**What needs to be done**
Each entry must be given again exactly; images do not belong in the copy.

**Photo-based point labeling data**
....
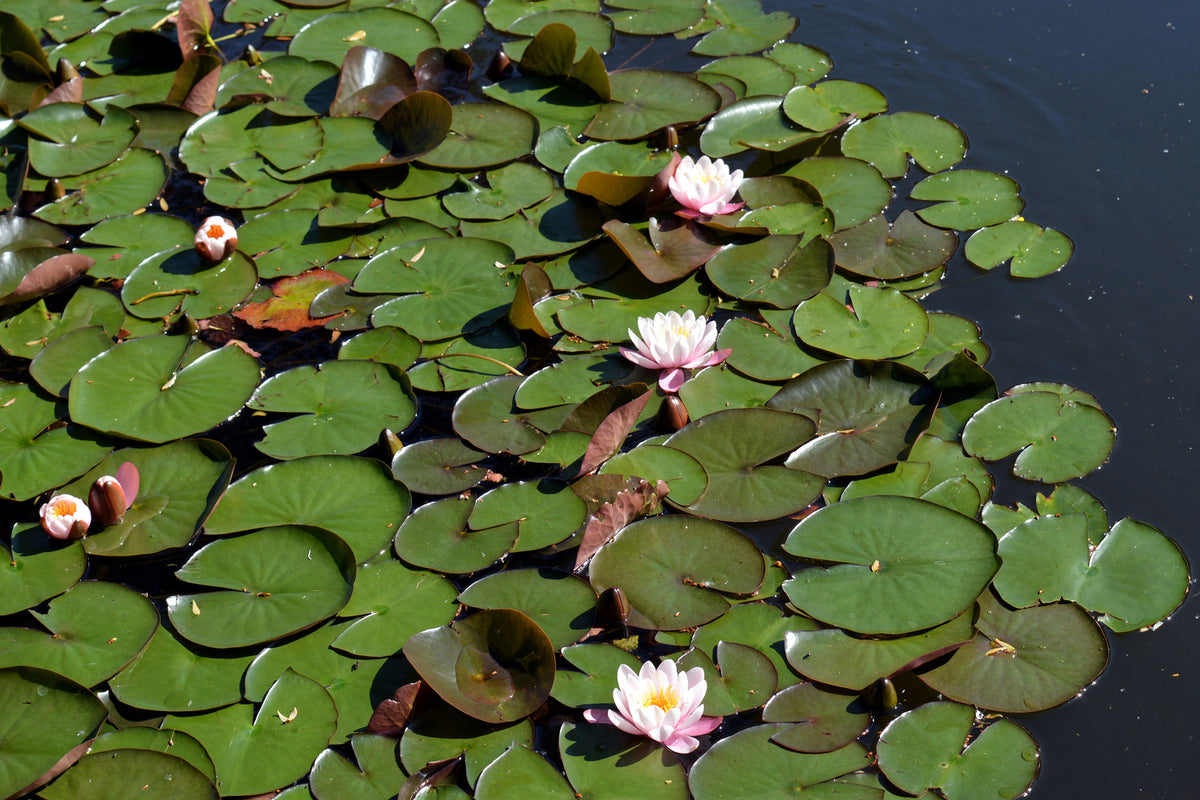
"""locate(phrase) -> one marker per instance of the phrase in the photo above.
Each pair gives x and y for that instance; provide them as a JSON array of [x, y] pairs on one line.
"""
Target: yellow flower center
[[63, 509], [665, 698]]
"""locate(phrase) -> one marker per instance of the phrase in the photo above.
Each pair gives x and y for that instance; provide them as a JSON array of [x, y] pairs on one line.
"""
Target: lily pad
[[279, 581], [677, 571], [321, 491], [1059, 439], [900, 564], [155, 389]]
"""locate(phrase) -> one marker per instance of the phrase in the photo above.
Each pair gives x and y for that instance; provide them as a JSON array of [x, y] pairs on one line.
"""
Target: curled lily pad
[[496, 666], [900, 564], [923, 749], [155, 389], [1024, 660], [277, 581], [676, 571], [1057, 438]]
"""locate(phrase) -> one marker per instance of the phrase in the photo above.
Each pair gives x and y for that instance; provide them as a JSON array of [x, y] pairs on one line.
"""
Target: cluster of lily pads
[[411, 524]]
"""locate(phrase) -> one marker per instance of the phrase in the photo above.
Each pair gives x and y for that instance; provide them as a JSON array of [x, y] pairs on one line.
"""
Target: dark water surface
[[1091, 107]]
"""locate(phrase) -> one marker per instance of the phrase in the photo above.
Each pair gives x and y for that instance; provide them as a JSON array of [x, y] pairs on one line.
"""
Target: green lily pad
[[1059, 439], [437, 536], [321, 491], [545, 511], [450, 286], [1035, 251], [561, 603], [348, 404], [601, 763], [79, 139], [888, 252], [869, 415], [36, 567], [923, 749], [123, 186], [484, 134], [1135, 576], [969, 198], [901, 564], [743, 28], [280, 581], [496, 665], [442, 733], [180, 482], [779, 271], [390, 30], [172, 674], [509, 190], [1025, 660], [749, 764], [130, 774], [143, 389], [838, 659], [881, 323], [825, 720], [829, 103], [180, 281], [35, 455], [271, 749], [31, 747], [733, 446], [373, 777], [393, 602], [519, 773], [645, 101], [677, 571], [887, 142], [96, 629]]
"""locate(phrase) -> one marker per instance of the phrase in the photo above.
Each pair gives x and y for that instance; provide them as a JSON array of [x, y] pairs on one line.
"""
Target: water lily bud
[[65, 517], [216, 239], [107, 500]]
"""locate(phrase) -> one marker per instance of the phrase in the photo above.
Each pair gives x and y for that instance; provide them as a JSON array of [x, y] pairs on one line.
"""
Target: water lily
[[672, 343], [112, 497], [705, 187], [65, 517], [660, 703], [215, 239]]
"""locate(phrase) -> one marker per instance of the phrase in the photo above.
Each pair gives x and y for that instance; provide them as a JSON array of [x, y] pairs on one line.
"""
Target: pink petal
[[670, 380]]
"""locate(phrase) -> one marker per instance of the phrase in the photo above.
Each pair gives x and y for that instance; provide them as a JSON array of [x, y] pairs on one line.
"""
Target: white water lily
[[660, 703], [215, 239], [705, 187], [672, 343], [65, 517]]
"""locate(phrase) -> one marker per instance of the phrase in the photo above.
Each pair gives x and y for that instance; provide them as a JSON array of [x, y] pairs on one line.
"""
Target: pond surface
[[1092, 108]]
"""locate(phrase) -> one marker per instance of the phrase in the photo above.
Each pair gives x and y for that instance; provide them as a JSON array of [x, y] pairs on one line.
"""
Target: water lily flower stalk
....
**Response to the exercise**
"""locate(phrase) -> one marker per instance of the phrase in the photo above.
Each pair gives x and y for that instance; provide them as a JSON array of [x, y] pairs on one line.
"""
Target: yellow flower center
[[63, 509], [665, 698]]
"""locate(phrase) -> one marker per instance of the phrase in the photo above.
Each pair gives x and y for that instance; provide them as a JSON array of [x, y] pairs on one line.
"""
Target: lily pad
[[279, 581], [677, 571], [321, 491], [1059, 439], [900, 564], [155, 389]]
"""locate(phrase) -> one marker per instance of the phrase in the photo above.
Each pair gives x and y for that instance; provide them as a JSON array of [x, y] pairs on one line.
"""
Target: curled lily pad
[[496, 666], [900, 564], [923, 749], [155, 389], [1024, 660], [277, 581], [676, 571], [1057, 438]]
"""locate(phrase) -> one marker per instance of the phrase in the photo above.
Each pair gives x and y for that instance; provide them as a JSON array of [x, y] pairs on one line.
"""
Target: cluster of lily pads
[[411, 524]]
"""locate(phrase) -> one marker per instance of the phrase in the photo above.
Each pair gives x and y for that instance; provide them as a JSON array of [x, y] pairs on one line.
"""
Target: dark water surface
[[1091, 107]]
"""locate(phrase) -> one marker per instance of the phrase in the photo above.
Each pair gives x and y for that instance; provide them as a JSON array of [x, y] pairs on one line.
"""
Target: green lily pad
[[1059, 439], [437, 536], [321, 491], [545, 511], [450, 286], [1035, 251], [561, 603], [348, 404], [601, 763], [79, 139], [888, 252], [869, 415], [36, 567], [923, 749], [123, 186], [484, 134], [1135, 576], [969, 198], [901, 564], [743, 28], [280, 581], [496, 665], [442, 733], [180, 482], [779, 271], [390, 30], [172, 674], [509, 190], [1025, 660], [749, 764], [130, 774], [143, 389], [838, 659], [881, 323], [825, 720], [829, 103], [180, 281], [35, 455], [271, 749], [31, 747], [733, 446], [373, 777], [393, 602], [519, 773], [645, 101], [677, 571], [887, 142], [96, 629]]
"""locate(phrase) -> one marker per instance of the phrase in the photo above.
Each pair gives x and y for that instance; provide them as a JSON array of [x, y] pairs on one line.
"""
Target: water lily bud
[[65, 517], [216, 239], [107, 500]]
"""locate(phrase) -> one marker per instance of the phrase in the photo above.
Each pair gives x and y for that instance; provide them as a JSON array of [x, y] pairs on one line.
"""
Target: water lily
[[672, 343], [112, 497], [705, 187], [65, 517], [660, 703], [215, 239]]
"""locate(phrase) -> one marker per instance of the phrase in the photo above.
Each pair gives x and y for that instance; provide them as a JSON array of [x, y] pairs on one line.
"""
Target: pink petal
[[670, 380]]
"""locate(phrase) -> one marker per instance of the phrase in the photo above.
Each pair gives x and y for that instance; provide them as a JSON array of [x, y] pairs on one line.
"""
Target: white water lily
[[660, 703], [215, 239], [705, 187], [672, 343], [65, 517]]
"""locate(phrase) -> one marker per instance of the phrase in the photo above.
Each pair gives x and y for that instance; provide them as a JSON array of [x, y] pairs on one line.
"""
Target: pond surface
[[1092, 108]]
"""locate(phrase) -> one marker per instance of the phrase in the photo above.
Each pair gives x and y for that instance; provide them as a JSON array of [x, y] pairs on one line.
"""
Target: water lily flower stalk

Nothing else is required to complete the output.